EXERCISE INSTRUCTIONS: Go through the listing below and repeat it exactly, omitting each picture.

══════════

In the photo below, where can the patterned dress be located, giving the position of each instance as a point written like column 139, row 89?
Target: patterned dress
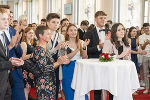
column 28, row 77
column 46, row 82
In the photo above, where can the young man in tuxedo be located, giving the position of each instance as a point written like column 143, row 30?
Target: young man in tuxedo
column 83, row 28
column 6, row 63
column 53, row 21
column 97, row 37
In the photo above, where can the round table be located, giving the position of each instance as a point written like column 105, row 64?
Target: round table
column 118, row 77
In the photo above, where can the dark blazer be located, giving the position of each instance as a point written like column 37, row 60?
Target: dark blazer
column 81, row 34
column 5, row 65
column 92, row 50
column 15, row 51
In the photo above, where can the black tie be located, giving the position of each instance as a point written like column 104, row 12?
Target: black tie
column 101, row 30
column 4, row 42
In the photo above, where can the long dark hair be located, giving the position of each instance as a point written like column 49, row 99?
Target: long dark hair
column 130, row 30
column 67, row 36
column 114, row 38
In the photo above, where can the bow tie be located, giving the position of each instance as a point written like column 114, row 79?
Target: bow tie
column 101, row 30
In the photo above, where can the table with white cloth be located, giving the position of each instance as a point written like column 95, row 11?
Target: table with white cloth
column 119, row 77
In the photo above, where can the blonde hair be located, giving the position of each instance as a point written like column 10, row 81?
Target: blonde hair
column 24, row 38
column 3, row 10
column 22, row 17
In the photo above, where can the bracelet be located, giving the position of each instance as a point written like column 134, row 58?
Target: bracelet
column 30, row 55
column 84, row 48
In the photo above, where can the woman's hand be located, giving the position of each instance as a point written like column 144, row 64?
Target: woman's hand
column 16, row 61
column 86, row 42
column 143, row 52
column 63, row 60
column 125, row 54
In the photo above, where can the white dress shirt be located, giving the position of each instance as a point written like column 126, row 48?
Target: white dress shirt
column 101, row 36
column 8, row 34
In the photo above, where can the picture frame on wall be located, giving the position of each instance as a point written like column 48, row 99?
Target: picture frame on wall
column 68, row 9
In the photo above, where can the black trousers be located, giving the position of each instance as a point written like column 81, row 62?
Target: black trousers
column 97, row 95
column 6, row 94
column 57, row 81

══════════

SOLUTION BELOW:
In the photo below, where can the patterned dress be located, giving the position of each instance as a point written like column 139, row 89?
Target: patterned dress
column 28, row 77
column 46, row 82
In the photo above, where can the young man in tuxedo be located, giving the position of each instance as a point written like column 143, row 30?
Target: young man in tuxedo
column 83, row 28
column 6, row 63
column 53, row 21
column 97, row 37
In the photo above, where can the round table be located, giving the position of each instance as a point written like column 105, row 64?
Target: round table
column 118, row 77
In the photo above, where can the dark blazer be located, giving the position of each instance as a point written like column 37, row 60?
Target: dark blazer
column 81, row 34
column 5, row 65
column 92, row 50
column 15, row 51
In the photo above, where can the black tie be located, giving the position of each instance as a point written like column 104, row 12?
Target: black tie
column 101, row 30
column 4, row 42
In the photo above, where can the long dark hair be located, giving the position of each instance as a point written like column 49, row 99?
Target: long dark hair
column 130, row 30
column 67, row 36
column 114, row 38
In the photo above, where can the bow tie be located, giving the position of each instance as a point written like column 114, row 79?
Target: bow tie
column 101, row 30
In the photo above, where can the table with white cloth be located, giving the position of each instance as a point written like column 95, row 11?
Target: table with white cloth
column 119, row 77
In the photo above, where can the blonde hair be located, giving the position of each instance as a point written like column 10, row 81?
Target: blonde hair
column 24, row 38
column 3, row 10
column 22, row 17
In the photo above, where can the bracelet be located, giving the position of each instance as a point written like column 134, row 58?
Target: bracelet
column 30, row 55
column 84, row 48
In the photo above, where can the woman's hand be located, giving the position of each instance as a point written like column 144, row 64?
Target: woman's hand
column 16, row 61
column 86, row 42
column 143, row 52
column 63, row 60
column 125, row 54
In the photo above, where can the white dress shirt be located, giving the position of each instance as a point written like column 126, row 48?
Target: white dress shirt
column 101, row 36
column 8, row 34
In the photo above, where can the picture frame on wall be located, giving the position of each instance as a point written like column 48, row 99?
Target: picture frame on wall
column 68, row 9
In the photo above, where can the black trousers be located, giving the position of each instance as a point written like column 81, row 62?
Target: black trousers
column 97, row 95
column 6, row 94
column 57, row 81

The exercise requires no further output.